### Trecho ###

A falta de líderes na esquerda e o futuro pós-Lula

Presidente do PSB criticou a falta de lideranças de esquerda no cenário nacional e projetou João Campos para assumir o posto no futuro

Publicado em 20/10/2024 às 4:01

O presidente nacional do Partido Socialista Brasileiro (PSB), Carlos Siqueira, concedeu uma entrevista à Globonews, na última semana, em que deu sinais de preocupação com a falta de líderes na esquerda nacional num futuro pós-Lula (PT). A declaração foi dada após a eleição municipal deste ano eleger uma maioria de prefeitos de centro e de direita.

Neste ano, o PSB elegeu 309 prefeitos e o Partido dos Trabalhadores, 248. O número do PT é maior do que as 183 prefeituras conquistadas em 2020, mas representa menos da metade dos 509 prefeitos eleitos pelo Partido Liberal de Bolsonaro. O PDT, por sua vez, perdeu metade dos municípios, passando de 314, obtidos quatro anos atrás, para 148 conquistados no último dia 6 de outubro.

Somados, PT, PDT, PCdoB, PSOL e o próprio PSB, que se declara de centro-esquerda, conquistaram juntos 724 prefeituras neste ano. O número é menor do que o PSD, de centro-direita, fez sozinho, elegendo 878 prefeitos.

###

» Desafios
- 1) Transcreva a parte do trecho entre "O presidente nacional" e "e de direita.", com essas palavras incluídas.
- 2) Resuma o trecho em duas frases.

### Dados fornecidos ###

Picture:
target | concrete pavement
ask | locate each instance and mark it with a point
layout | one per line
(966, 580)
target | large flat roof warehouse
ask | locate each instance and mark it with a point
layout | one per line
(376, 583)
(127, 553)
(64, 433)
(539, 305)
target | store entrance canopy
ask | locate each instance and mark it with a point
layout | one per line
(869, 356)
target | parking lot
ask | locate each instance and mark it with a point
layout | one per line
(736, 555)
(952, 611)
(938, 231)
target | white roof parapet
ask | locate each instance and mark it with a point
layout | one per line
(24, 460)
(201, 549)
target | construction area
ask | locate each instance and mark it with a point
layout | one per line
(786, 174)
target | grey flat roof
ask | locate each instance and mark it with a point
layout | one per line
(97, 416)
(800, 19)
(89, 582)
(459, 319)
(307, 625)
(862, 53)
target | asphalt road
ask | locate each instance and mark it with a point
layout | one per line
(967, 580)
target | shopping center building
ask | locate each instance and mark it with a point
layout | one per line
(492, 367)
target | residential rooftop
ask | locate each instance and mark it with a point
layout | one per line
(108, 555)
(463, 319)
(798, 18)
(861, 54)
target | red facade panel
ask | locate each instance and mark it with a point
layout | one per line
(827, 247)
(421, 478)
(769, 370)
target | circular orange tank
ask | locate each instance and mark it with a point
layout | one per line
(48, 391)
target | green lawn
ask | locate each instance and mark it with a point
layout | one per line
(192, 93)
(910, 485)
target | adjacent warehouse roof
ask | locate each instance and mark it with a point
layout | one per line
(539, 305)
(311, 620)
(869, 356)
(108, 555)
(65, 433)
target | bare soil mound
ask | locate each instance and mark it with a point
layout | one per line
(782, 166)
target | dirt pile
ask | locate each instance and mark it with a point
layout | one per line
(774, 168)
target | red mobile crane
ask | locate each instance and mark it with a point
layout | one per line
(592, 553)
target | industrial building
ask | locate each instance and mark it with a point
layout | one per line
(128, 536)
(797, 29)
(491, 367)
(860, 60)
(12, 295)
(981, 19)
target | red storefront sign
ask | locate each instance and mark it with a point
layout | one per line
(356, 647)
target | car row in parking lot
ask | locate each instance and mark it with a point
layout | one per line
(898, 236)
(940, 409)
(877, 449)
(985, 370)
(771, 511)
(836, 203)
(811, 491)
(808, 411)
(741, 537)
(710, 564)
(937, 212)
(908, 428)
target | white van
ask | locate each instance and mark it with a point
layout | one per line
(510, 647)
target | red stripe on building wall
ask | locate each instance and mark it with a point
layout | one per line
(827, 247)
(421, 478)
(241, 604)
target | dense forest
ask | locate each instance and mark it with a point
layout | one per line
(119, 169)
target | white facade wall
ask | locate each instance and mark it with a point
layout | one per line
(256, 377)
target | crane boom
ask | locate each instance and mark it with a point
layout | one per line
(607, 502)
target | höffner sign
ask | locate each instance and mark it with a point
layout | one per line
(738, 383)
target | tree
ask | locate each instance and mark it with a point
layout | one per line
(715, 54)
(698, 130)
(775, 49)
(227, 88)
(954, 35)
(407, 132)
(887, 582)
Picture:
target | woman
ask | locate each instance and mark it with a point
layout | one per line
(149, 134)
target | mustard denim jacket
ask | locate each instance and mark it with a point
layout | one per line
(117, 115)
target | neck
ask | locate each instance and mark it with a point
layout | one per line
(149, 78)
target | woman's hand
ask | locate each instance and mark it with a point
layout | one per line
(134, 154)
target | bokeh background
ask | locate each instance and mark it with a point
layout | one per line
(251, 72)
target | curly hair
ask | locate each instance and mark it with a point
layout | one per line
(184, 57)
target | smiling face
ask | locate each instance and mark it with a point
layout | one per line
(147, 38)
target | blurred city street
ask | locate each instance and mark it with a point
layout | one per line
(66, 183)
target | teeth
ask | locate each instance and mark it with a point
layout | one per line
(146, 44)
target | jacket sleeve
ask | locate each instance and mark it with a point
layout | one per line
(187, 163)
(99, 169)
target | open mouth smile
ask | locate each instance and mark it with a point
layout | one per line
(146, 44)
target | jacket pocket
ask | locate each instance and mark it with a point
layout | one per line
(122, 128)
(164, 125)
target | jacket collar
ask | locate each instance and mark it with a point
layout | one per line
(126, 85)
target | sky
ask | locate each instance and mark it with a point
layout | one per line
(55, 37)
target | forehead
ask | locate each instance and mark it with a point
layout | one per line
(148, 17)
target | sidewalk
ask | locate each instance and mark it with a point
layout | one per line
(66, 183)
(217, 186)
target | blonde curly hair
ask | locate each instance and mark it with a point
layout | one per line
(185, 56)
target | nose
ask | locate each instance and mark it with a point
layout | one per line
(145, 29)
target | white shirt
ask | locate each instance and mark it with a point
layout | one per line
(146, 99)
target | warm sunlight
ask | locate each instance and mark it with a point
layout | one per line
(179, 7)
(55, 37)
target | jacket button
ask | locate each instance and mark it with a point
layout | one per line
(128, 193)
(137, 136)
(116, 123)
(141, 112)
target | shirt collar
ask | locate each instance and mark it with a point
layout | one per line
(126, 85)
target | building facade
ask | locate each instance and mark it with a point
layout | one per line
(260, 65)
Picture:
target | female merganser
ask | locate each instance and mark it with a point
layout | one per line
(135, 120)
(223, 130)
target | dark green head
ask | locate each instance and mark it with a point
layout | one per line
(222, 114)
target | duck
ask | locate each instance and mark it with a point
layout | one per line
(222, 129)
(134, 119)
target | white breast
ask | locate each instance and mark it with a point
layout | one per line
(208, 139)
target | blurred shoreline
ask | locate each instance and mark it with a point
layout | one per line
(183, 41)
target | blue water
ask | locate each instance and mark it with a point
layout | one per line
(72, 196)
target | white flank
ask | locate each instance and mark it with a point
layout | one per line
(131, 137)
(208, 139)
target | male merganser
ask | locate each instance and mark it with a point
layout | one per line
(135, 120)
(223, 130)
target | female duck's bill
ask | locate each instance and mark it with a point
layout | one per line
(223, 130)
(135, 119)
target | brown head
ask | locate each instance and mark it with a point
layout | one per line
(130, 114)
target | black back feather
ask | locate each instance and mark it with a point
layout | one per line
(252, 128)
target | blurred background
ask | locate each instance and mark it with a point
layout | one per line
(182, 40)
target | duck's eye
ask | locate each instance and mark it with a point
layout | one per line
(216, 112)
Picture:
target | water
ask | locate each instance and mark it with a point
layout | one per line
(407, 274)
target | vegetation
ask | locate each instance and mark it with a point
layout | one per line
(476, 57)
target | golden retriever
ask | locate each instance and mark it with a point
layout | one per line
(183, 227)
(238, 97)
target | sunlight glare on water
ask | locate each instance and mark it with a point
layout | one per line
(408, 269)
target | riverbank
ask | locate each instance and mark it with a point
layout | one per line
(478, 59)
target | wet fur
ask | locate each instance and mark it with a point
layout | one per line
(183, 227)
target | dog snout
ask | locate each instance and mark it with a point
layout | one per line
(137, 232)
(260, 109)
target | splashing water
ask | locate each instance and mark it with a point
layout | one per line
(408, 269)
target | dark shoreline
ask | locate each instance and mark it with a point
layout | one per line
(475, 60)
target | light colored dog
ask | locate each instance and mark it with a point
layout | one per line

###

» Resultados por tarefa
- 1)
O presidente nacional do Partido Socialista Brasileiro (PSB), Carlos Siqueira, concedeu uma entrevista à Globonews, na última semana, em que deu sinais de preocupação com a falta de líderes na esquerda nacional num futuro pós-Lula (PT). A declaração foi dada após a eleição municipal deste ano eleger uma maioria de prefeitos de centro e de direita.

- 2) Em entrevista à Globonews, o presidente do PSB, Carlos Siqueira, mostrou preocupação com a falta de líderes na esquerda num futuro pós-Lula, depois de uma eleição municipal em que a maioria dos prefeitos eleitos é de centro e de direita. Somados, PT, PDT, PCdoB, PSOL e PSB ganharam 724 prefeituras, menos que as 878 do PSD sozinho, enquanto o PL de Bolsonaro elegeu 509 prefeitos.